--- START ---
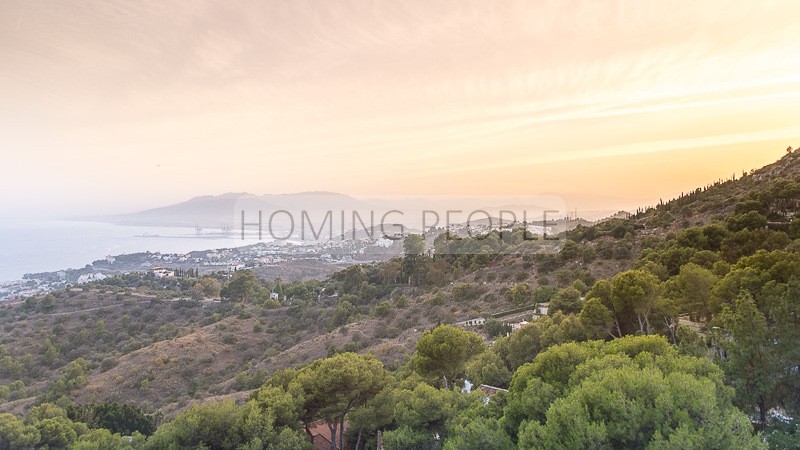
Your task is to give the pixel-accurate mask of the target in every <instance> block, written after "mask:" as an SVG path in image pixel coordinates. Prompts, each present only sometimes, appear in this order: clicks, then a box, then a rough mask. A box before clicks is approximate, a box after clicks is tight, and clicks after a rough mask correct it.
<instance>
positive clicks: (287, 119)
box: [0, 0, 800, 216]
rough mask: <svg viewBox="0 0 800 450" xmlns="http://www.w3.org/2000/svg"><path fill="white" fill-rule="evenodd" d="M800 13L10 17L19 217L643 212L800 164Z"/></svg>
mask: <svg viewBox="0 0 800 450" xmlns="http://www.w3.org/2000/svg"><path fill="white" fill-rule="evenodd" d="M798 17H800V2H798V1H796V0H787V1H780V2H770V1H752V2H748V1H736V2H731V1H697V0H692V1H595V0H592V1H583V2H570V1H535V0H528V1H518V2H512V1H486V0H480V1H474V2H470V1H438V0H421V1H371V0H370V1H366V0H365V1H294V0H293V1H274V2H270V1H241V2H234V1H231V2H218V1H214V2H212V1H199V0H198V1H189V2H187V1H182V2H178V1H166V0H143V1H130V0H125V1H122V0H106V1H78V0H76V1H68V2H64V1H49V2H48V1H39V0H3V1H2V2H0V92H1V93H2V95H0V139H1V141H0V149H2V160H1V161H2V167H3V169H4V170H3V176H2V177H0V191H1V192H2V194H0V207H2V208H3V213H2V214H6V215H9V216H12V215H15V214H20V215H24V214H37V215H42V211H48V213H53V214H66V213H111V212H127V211H131V210H137V209H144V208H148V207H154V206H161V205H165V204H169V203H174V202H178V201H182V200H185V199H187V198H189V197H193V196H196V195H204V194H221V193H224V192H241V191H247V192H251V193H256V194H262V193H287V192H297V191H309V190H326V191H336V192H342V193H348V194H354V195H367V196H374V195H384V194H385V195H396V194H409V195H411V194H413V195H418V194H476V193H484V194H495V195H499V194H536V193H540V192H553V193H556V194H559V195H564V196H565V197H568V198H570V199H571V200H570V202H571V206H572V207H574V208H577V209H584V208H585V209H598V208H608V209H614V208H622V207H627V208H630V207H635V206H636V205H638V204H651V203H653V202H654V201H658V199H659V198H660V197H665V198H666V197H670V196H673V195H675V194H679V193H680V192H681V191H686V190H689V189H691V188H693V187H696V186H700V185H703V184H705V183H707V182H710V181H713V180H715V179H718V178H725V177H729V176H730V175H731V174H733V173H734V172H736V173H737V174H738V173H741V171H742V170H749V169H751V168H756V167H760V166H762V165H764V164H766V163H770V162H773V161H775V160H776V159H778V158H779V157H780V156H781V155H782V154H783V153H784V152H785V149H786V147H787V146H788V145H792V146H794V147H797V146H800V121H799V120H798V119H800V22H798Z"/></svg>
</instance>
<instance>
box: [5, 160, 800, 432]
mask: <svg viewBox="0 0 800 450" xmlns="http://www.w3.org/2000/svg"><path fill="white" fill-rule="evenodd" d="M798 211H800V152H790V153H788V154H787V155H786V156H785V157H783V158H782V159H781V160H779V161H777V162H776V163H774V164H771V165H769V166H766V167H764V168H762V169H759V170H757V171H753V172H752V173H748V174H745V175H743V176H742V177H737V178H736V179H731V180H727V181H720V182H717V183H713V184H710V185H709V186H706V187H704V188H699V189H697V190H695V191H692V192H691V193H690V194H686V195H683V196H681V197H679V198H677V199H674V200H671V201H668V202H664V203H662V204H659V205H657V206H654V207H652V208H647V209H643V210H640V211H638V212H637V213H636V214H633V215H631V216H630V217H627V216H623V215H620V216H619V217H615V218H611V219H609V220H605V221H602V222H600V223H597V224H595V225H592V226H584V225H579V226H577V227H575V228H574V229H572V230H570V231H567V232H565V233H564V234H563V235H561V236H559V239H558V241H555V245H554V246H547V245H546V244H548V243H547V242H543V241H541V240H540V241H528V240H525V239H524V237H523V236H524V235H523V233H522V231H521V230H513V231H511V230H508V231H506V232H504V233H500V232H498V231H494V232H491V233H489V234H488V235H485V236H480V237H476V238H473V239H460V240H452V239H448V237H447V235H444V234H443V235H439V236H437V237H435V238H434V239H432V240H431V239H428V245H429V246H430V247H431V248H430V250H431V252H430V253H431V255H430V256H424V255H426V253H427V252H425V251H417V250H414V248H416V247H415V245H422V248H423V249H424V245H425V242H426V240H425V239H422V238H420V239H418V240H415V239H414V238H410V237H408V238H406V243H405V244H406V253H407V254H406V256H405V257H403V258H395V259H392V260H390V261H385V262H381V263H375V264H369V265H355V266H351V267H349V268H346V269H343V270H341V271H338V272H336V273H334V274H332V275H330V276H329V277H327V278H325V279H323V280H321V281H318V280H307V281H295V282H285V281H282V280H280V279H259V278H257V277H256V276H255V275H254V274H253V273H252V272H250V271H247V270H245V271H239V272H236V273H234V274H233V276H232V277H229V276H228V274H225V273H217V274H213V275H211V276H205V277H202V278H199V279H198V278H193V277H183V278H175V279H154V278H153V277H152V275H144V274H130V275H125V276H118V277H111V278H108V279H106V280H102V281H98V282H94V283H91V284H88V285H85V287H84V288H83V289H74V288H73V289H70V290H67V291H63V292H56V293H54V294H51V295H48V296H44V297H37V298H30V299H28V300H26V301H23V302H18V303H6V304H2V305H0V326H2V330H3V332H2V340H1V341H0V343H2V344H3V347H2V348H0V385H4V386H5V387H6V389H5V390H4V391H2V392H0V394H4V397H3V398H0V411H10V412H14V413H17V414H23V413H25V412H26V411H28V410H29V409H30V408H31V407H32V406H33V405H36V404H38V403H41V402H57V403H62V404H68V403H73V402H74V403H78V404H85V403H103V402H111V401H119V402H123V403H125V404H131V405H135V406H137V407H140V408H142V409H143V410H144V411H145V412H148V413H154V412H157V411H160V412H161V413H164V414H165V415H166V417H167V418H171V417H174V416H175V415H176V414H179V413H180V412H181V411H184V410H186V408H188V407H190V406H191V405H192V404H197V403H207V402H209V401H210V400H220V399H225V398H233V399H237V400H239V401H240V402H241V401H244V399H246V398H247V397H248V396H249V395H250V394H251V393H252V392H255V391H254V390H256V389H259V388H260V387H261V386H262V385H263V384H264V382H265V381H267V380H270V379H271V378H270V377H278V378H273V381H268V383H273V387H274V386H275V385H279V386H282V388H285V389H288V383H289V382H288V381H287V382H285V383H284V382H282V381H280V380H282V379H283V378H280V377H283V376H284V375H281V374H286V373H293V372H291V371H290V372H285V369H291V368H300V367H304V366H307V365H308V364H311V366H309V367H317V365H319V364H323V363H324V362H325V361H329V359H326V358H327V357H332V356H335V355H340V354H344V355H350V353H348V352H357V353H361V354H372V355H375V357H376V358H377V361H378V363H379V364H381V366H382V367H384V368H385V369H386V370H394V371H396V375H397V376H398V377H400V379H403V377H407V376H410V375H409V373H415V372H416V373H417V374H418V375H416V376H421V377H423V378H424V377H425V376H428V375H430V373H428V372H426V371H425V369H424V367H422V366H420V365H419V364H420V362H419V354H420V351H421V347H420V343H419V342H420V339H422V337H423V336H427V335H429V334H430V332H429V330H431V329H436V330H438V329H440V328H435V327H436V326H437V325H439V324H461V323H462V322H463V321H466V320H468V319H476V318H483V319H488V320H487V321H486V323H485V324H483V325H480V326H476V327H472V326H464V325H460V326H464V327H466V328H467V329H468V330H470V331H473V332H476V333H479V335H480V336H481V339H479V341H481V342H489V343H492V344H493V345H492V346H491V347H490V348H489V349H487V350H475V354H474V355H467V356H468V357H465V361H464V364H463V365H462V367H461V368H460V369H459V371H457V372H456V373H454V374H453V375H451V377H452V376H454V377H456V378H459V379H462V380H463V379H465V378H467V377H469V379H470V380H471V381H473V382H478V383H486V384H491V385H493V386H500V387H509V388H510V389H511V390H512V391H514V389H515V385H514V382H512V374H515V373H519V372H520V371H521V370H523V368H525V367H529V364H528V363H531V362H532V361H535V360H537V358H540V355H542V354H545V353H546V352H547V351H548V349H549V348H557V347H558V346H559V345H562V344H567V345H568V344H569V343H576V342H584V341H591V340H603V341H608V342H611V343H613V342H616V341H617V340H619V339H624V338H626V337H631V336H633V335H661V336H663V339H664V342H665V344H664V345H670V344H671V347H670V348H672V349H673V350H669V351H666V350H659V351H664V352H666V353H669V352H673V351H676V352H680V353H681V354H683V355H686V357H689V356H691V357H694V358H699V359H702V361H705V362H704V363H702V364H706V363H708V364H711V360H713V361H714V362H715V363H716V364H719V365H720V366H721V367H722V369H723V370H724V382H725V383H727V385H728V386H731V387H732V388H734V389H735V397H734V403H735V405H736V407H737V408H741V409H742V410H744V411H745V412H746V413H747V414H749V415H750V417H751V418H753V422H754V424H755V426H756V428H757V429H759V430H767V429H770V428H769V427H770V426H772V423H773V422H772V421H773V419H771V418H772V417H773V414H775V411H783V412H784V413H786V414H788V413H789V412H791V413H792V414H794V412H796V411H797V410H798V409H800V395H798V394H800V390H798V384H797V377H796V376H795V375H792V374H796V370H797V360H798V359H797V358H798V354H797V351H798V350H797V348H800V347H798V346H797V345H796V343H797V342H798V339H800V336H798V335H797V330H798V329H800V322H798V320H800V319H798V318H799V317H800V309H799V308H800V304H798V303H797V293H798V292H800V280H799V279H798V274H800V254H799V253H798V252H800V244H799V243H800V241H799V240H798V239H799V238H800V218H798V217H797V213H798ZM542 303H549V317H544V318H538V319H536V320H534V319H535V317H534V311H535V309H536V305H537V304H542ZM759 317H760V318H761V319H763V320H762V321H761V322H758V321H756V322H755V323H754V324H750V325H747V326H743V325H741V324H742V323H743V322H742V321H747V320H756V319H758V318H759ZM522 319H527V320H529V321H531V322H532V323H531V324H529V325H527V326H525V327H522V328H521V329H520V330H518V331H514V332H513V333H511V334H510V335H509V336H508V337H503V335H504V334H505V333H506V332H509V331H510V328H508V324H507V323H505V322H516V321H519V320H522ZM748 323H749V322H748ZM685 325H689V326H685ZM754 327H755V328H754ZM723 329H724V330H727V331H725V333H722V334H720V333H719V332H718V331H714V330H723ZM753 329H758V330H761V331H759V334H758V335H757V336H755V337H754V336H752V335H750V334H747V333H752V330H753ZM715 333H716V334H715ZM667 342H668V343H669V344H667ZM746 342H757V343H758V344H757V345H755V344H753V345H749V344H748V345H749V346H745V345H744V344H743V343H746ZM768 342H773V343H774V344H773V345H767V343H768ZM481 345H483V344H482V343H481ZM586 345H589V347H591V346H592V345H595V344H591V342H589V343H588V344H586ZM596 345H600V344H596ZM611 345H612V347H613V344H611ZM648 345H649V344H648ZM659 345H661V344H659ZM587 348H588V347H587ZM591 348H594V347H591ZM723 350H724V352H723ZM575 351H577V350H575ZM581 351H583V350H581ZM587 351H588V350H587ZM593 351H594V350H593ZM721 352H722V353H721ZM612 353H613V352H612ZM666 353H665V355H666ZM720 354H725V355H728V356H726V357H724V358H720V357H719V355H720ZM344 355H340V356H342V357H344ZM715 355H716V356H715ZM347 357H349V356H347ZM631 357H633V356H631ZM756 357H757V358H762V359H763V361H766V362H765V363H764V366H763V367H764V369H763V370H764V373H759V374H755V375H752V374H749V372H747V371H746V370H744V369H743V368H742V367H743V366H742V365H743V364H746V363H747V362H748V361H750V360H752V358H756ZM693 364H694V363H693ZM697 364H701V363H699V362H698V363H697ZM671 367H672V366H671ZM573 369H575V367H574V366H573ZM309 370H311V369H309ZM525 370H530V368H529V369H525ZM698 370H700V369H698ZM714 370H719V369H718V368H717V367H716V366H714V369H702V371H703V373H711V372H713V371H714ZM550 375H552V374H550ZM286 376H289V375H286ZM292 376H293V375H292ZM517 376H518V375H514V377H517ZM519 376H524V375H519ZM564 376H569V374H567V375H564ZM704 376H705V375H704ZM412 378H413V377H412ZM441 379H442V377H439V378H438V379H437V378H435V377H434V378H430V379H425V380H424V383H427V384H428V385H430V386H433V387H436V388H442V387H444V388H445V390H446V388H448V383H447V376H445V377H444V383H445V384H444V386H441V385H440V384H439V383H440V380H441ZM275 380H277V381H275ZM714 380H716V381H714V382H715V383H722V380H723V372H720V375H719V378H715V379H714ZM405 382H406V383H411V381H408V380H407V381H405ZM415 382H417V381H415ZM654 382H655V381H654ZM564 383H566V381H564ZM754 386H757V387H758V389H759V391H758V392H757V394H758V395H756V396H755V397H754V396H753V395H751V392H752V391H753V389H756V387H754ZM516 388H519V386H517V387H516ZM398 389H402V388H401V387H398ZM720 392H722V391H720ZM725 392H727V391H725ZM731 392H733V390H731ZM717 395H722V394H717ZM731 395H733V394H731ZM454 401H455V400H454ZM720 401H721V402H722V403H725V402H727V401H730V399H728V400H720ZM553 407H555V406H553ZM501 409H502V408H501ZM502 414H510V413H509V412H508V410H507V409H506V410H505V412H503V411H501V413H500V415H502ZM781 414H783V413H781ZM178 417H181V416H178ZM498 417H499V416H498ZM509 417H510V416H509ZM542 417H544V416H542ZM311 419H314V420H316V419H324V417H323V416H313V417H311V416H309V417H307V418H304V419H303V420H304V421H306V423H307V420H311ZM387 420H388V422H386V423H384V424H383V425H380V426H381V427H384V428H383V429H384V430H386V432H387V433H389V435H390V436H396V435H397V433H399V432H400V431H399V430H401V428H400V426H401V425H400V424H402V423H403V422H402V418H394V419H387ZM498 420H499V419H498ZM506 420H508V419H506ZM540 420H544V419H540ZM548 420H549V413H548ZM504 423H507V422H504ZM515 423H516V425H515V426H518V427H519V428H514V427H512V428H507V429H506V431H505V432H507V433H509V435H508V436H506V437H503V439H505V438H508V439H509V440H510V441H513V442H514V443H515V444H516V443H520V444H521V443H522V442H523V439H534V440H535V439H539V437H536V436H540V435H539V434H537V433H540V432H541V433H545V434H546V432H545V431H541V430H540V431H536V430H533V431H530V435H527V434H524V433H523V430H522V428H524V427H523V425H524V424H520V423H519V422H515ZM541 424H542V425H541V426H542V427H545V426H546V424H547V422H545V421H542V422H541ZM451 425H452V426H455V425H453V424H451ZM451 425H448V426H451ZM376 427H377V425H376ZM377 429H379V428H374V429H373V430H372V431H370V433H372V434H370V436H371V437H370V439H374V438H375V435H374V432H375V431H376V430H377ZM448 429H449V428H448ZM437 430H439V431H438V432H441V433H444V432H445V431H444V429H443V428H441V429H440V428H437ZM542 430H545V428H542ZM428 431H430V430H428ZM451 431H452V430H451ZM551 431H552V430H551ZM392 433H394V434H392ZM517 433H520V436H517ZM525 433H528V432H525ZM523 434H524V435H525V436H527V437H523ZM541 436H545V435H544V434H542V435H541ZM541 436H540V437H541ZM398 439H399V438H398ZM542 439H544V437H542ZM548 439H553V442H556V441H558V438H557V436H555V435H553V436H550V437H549V438H548Z"/></svg>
--- END ---
Write out the data as a JSON list of strings, one string per line with blank lines skipped, starting at the beginning and going through the line containing "rough mask: <svg". Leave the pictures out of the list.

▸ ANSWER SPACE:
[
  "Your task is to give the pixel-accurate mask of the target in every <instance> block, written after \"mask:\" as an SVG path in image pixel coordinates. Prompts, each present only sometimes, appear in this order: clicks, then a box, then a rough mask. A box before clicks is approximate, a box after clicks is tight, and clicks after a rough mask correct it.",
  "<instance>",
  "positive clicks: (287, 119)",
  "box: [0, 0, 800, 216]",
  "rough mask: <svg viewBox=\"0 0 800 450\" xmlns=\"http://www.w3.org/2000/svg\"><path fill=\"white\" fill-rule=\"evenodd\" d=\"M800 13L10 17L19 217L643 212L800 164Z\"/></svg>"
]